**SELECTED EXCERPT:**
┌──

Carbonea (Hertel) Hertel
Type : Carbonea atronivea (Arnold) Hertel [=Lecidea atronivea Arnold]
Description : Thallus crustose, ±superficial, sometimes immersed and not apparent, or commensalistic without an independent thallus. Photobiont green, chlorococcoid. Ascomata apothecia, black, shining, subconcave to plane or subconvex; disc epruinose. Thalline exciple absent. Proper exciple well-developed, persistent, raised, black; hyphae dark-pigmented. Epithecium blue-green to emerald-green. Hymenium colourless in lower parts, dull blue, or ±vivid blue-green to bright emerald-green above, I+ blue. Hypothecium pale yellow-brown to blue-green in upper parts, dark red-brown to brown-black below, K−. Hamathecium of conglutinated simple or branched paraphyses, 1–2 μm thick, the apical cell to 3.5–7 μm wide, coherent in a gelatinous matrix. Asci 8-spored, Lecanora -type (Malcolm & Galloway 1997: 186), clavate. Ascospores oblong-ellipsoidal, simple, small, colourless; perispore absent, sometimes with a plasma bridge and appearing spuriously 1-septate. Conidiomata pycnidia, immersed. Conidiogenous cells elongate, ampulliform, enteroblastic, arising singly or in small groups. Conidia curved, thread-like, simple, colourless.

└──

**DATASET RECORDS:**
┌──

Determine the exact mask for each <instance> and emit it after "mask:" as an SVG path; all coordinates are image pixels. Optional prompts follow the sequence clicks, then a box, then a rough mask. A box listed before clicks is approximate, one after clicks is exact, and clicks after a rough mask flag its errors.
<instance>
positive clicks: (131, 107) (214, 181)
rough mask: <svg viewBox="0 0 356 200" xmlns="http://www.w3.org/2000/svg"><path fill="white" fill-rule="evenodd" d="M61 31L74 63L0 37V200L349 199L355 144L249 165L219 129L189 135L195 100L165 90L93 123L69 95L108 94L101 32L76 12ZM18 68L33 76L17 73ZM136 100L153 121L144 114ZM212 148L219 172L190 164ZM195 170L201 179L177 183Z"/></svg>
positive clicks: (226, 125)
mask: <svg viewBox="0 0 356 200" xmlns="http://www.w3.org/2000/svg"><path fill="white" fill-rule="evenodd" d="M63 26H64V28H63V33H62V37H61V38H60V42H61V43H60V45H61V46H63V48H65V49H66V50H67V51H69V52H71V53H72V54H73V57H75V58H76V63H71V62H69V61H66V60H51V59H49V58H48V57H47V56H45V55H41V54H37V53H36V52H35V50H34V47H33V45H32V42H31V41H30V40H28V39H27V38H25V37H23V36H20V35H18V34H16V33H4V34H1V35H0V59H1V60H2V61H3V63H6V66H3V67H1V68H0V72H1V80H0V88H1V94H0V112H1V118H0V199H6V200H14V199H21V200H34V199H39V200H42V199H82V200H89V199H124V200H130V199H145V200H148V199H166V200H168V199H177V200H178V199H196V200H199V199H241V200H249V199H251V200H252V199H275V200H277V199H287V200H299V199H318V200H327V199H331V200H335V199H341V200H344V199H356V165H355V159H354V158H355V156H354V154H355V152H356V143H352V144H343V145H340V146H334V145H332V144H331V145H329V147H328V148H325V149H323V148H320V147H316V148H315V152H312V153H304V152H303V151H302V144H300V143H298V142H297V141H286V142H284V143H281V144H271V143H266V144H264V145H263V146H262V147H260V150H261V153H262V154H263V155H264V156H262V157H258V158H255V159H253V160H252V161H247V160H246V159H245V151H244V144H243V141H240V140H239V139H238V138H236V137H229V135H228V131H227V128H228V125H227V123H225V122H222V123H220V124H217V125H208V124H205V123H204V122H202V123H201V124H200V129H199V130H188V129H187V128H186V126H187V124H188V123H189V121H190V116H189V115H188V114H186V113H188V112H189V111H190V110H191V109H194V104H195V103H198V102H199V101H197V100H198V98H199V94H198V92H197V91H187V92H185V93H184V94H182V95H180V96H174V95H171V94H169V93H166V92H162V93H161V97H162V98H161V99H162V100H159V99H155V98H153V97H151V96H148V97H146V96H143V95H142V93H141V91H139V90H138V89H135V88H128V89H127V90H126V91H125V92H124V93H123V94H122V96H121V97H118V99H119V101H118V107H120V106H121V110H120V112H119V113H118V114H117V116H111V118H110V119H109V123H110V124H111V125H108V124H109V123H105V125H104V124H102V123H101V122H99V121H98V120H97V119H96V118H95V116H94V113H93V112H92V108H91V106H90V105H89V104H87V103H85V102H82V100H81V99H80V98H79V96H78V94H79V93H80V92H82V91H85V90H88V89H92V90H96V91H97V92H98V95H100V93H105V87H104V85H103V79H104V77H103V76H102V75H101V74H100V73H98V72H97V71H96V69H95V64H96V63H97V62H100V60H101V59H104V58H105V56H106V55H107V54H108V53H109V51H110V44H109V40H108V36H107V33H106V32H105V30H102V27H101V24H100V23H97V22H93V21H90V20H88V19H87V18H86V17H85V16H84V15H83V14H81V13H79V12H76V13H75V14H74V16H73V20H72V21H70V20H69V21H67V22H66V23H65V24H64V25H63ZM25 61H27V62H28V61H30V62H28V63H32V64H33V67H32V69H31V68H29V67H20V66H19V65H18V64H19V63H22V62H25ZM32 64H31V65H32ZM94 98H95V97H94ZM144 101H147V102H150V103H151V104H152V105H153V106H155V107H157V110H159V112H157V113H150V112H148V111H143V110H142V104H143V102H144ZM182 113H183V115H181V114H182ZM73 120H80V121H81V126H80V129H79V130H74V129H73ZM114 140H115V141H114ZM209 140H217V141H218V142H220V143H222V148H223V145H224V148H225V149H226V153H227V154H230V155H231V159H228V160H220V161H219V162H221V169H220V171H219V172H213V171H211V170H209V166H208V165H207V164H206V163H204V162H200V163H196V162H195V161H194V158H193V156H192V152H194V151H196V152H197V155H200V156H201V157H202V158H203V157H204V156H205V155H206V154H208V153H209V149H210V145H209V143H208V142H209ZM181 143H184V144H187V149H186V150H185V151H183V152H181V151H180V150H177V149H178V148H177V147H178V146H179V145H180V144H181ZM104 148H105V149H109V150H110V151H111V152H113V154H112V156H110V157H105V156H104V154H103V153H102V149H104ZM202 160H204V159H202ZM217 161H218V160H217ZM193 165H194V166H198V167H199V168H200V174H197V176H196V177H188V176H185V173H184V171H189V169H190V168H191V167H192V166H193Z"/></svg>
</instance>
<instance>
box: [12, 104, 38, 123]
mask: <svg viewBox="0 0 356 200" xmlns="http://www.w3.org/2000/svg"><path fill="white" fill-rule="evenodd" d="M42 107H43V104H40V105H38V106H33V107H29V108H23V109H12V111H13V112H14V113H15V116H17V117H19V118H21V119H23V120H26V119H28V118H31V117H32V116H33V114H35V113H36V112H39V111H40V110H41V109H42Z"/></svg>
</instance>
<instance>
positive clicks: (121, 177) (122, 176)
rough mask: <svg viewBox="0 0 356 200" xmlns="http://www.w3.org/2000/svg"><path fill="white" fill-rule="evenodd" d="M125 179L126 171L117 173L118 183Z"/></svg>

└──

**DESCRIPTION OF THE TASK:** Write the next part of the Carbonea description, starting after its last sentence. None of the items matter here.

**RESULT OF THE TASK:**
Key
Carbonea is a genus of c. 20 species, two of which are lichenicolous (Triebel 1989: 126–129; Alstrup & Hawksworth 1990; Knoph et al. 2004) included in the family Lecanoraceae (Eriksson et al. 2004; Pennycook & Galloway 2004; Eriksson 2005). It is distinguished by the vivid blue-green hymenium; the opaque, "carbonised", black, proper exciple; asci Lecanora -type without any amyloid zone between the masse axiale and the rather thin outer ascus wall; by branched paraphyses with gelatinous walls (a character separating it from species of Lecidella); and a lack of xanthones (Hertel 1967, 1984b; Triebel 1989; Rambold 1989; Knoph 1999). Some species are lichenicolous, the majority being found in alpine habitats on siliceous rocks. Four species occur in New Zealand (Hertel 1985b, 1987b, 1989, 2001; Rambold 1989).